# GIVEN EXERCISE:
Copy everything from the line containing "of the umbrella" down to the end of the material, switching "overcast" to "cloudy" and leaving all else unchanged.

# GIVEN RECORDS:
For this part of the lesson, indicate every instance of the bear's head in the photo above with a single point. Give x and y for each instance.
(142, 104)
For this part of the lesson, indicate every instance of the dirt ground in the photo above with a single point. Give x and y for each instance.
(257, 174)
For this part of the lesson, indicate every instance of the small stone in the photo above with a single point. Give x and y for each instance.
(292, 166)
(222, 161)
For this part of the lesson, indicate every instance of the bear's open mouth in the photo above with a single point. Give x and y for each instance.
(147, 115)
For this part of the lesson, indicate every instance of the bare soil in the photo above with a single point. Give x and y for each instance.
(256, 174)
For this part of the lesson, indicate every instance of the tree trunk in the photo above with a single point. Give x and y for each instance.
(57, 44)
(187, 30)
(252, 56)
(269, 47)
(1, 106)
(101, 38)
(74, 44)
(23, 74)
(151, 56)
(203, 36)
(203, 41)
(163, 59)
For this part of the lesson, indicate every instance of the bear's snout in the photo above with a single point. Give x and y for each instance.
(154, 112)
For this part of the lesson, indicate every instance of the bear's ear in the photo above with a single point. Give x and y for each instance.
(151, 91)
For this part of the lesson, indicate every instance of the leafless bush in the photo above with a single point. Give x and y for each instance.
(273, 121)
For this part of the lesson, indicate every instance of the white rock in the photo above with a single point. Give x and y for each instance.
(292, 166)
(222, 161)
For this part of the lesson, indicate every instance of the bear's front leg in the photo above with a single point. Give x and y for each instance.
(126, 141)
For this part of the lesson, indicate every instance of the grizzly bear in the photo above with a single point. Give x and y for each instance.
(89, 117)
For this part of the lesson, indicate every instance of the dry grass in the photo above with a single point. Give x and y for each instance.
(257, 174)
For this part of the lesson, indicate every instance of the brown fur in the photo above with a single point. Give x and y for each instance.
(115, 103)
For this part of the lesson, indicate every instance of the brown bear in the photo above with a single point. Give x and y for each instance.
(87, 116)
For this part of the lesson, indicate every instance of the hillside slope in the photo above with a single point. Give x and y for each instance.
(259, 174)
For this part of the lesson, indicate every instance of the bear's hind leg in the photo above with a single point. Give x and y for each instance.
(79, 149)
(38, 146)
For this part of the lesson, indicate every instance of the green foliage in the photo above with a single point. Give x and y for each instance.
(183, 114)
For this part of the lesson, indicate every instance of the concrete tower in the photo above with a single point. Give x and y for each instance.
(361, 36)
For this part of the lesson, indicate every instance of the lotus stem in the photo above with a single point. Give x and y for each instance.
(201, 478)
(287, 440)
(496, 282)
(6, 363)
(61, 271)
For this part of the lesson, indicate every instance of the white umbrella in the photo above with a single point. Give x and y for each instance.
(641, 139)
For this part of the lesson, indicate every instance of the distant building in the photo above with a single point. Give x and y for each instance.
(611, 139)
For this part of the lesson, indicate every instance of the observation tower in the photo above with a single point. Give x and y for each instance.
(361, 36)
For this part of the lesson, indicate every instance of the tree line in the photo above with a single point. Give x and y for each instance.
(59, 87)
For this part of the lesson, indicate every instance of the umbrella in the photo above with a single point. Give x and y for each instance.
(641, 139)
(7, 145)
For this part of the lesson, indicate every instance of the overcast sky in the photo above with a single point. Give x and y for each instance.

# THE REPLY:
For this part of the lesson, indicate every instance of the umbrella in the photo above with a single point. Give x and y for each instance.
(641, 139)
(7, 145)
For this part of the lesson, indicate every instance of the cloudy sky in the photo above with a single point. Give x and y for each instance.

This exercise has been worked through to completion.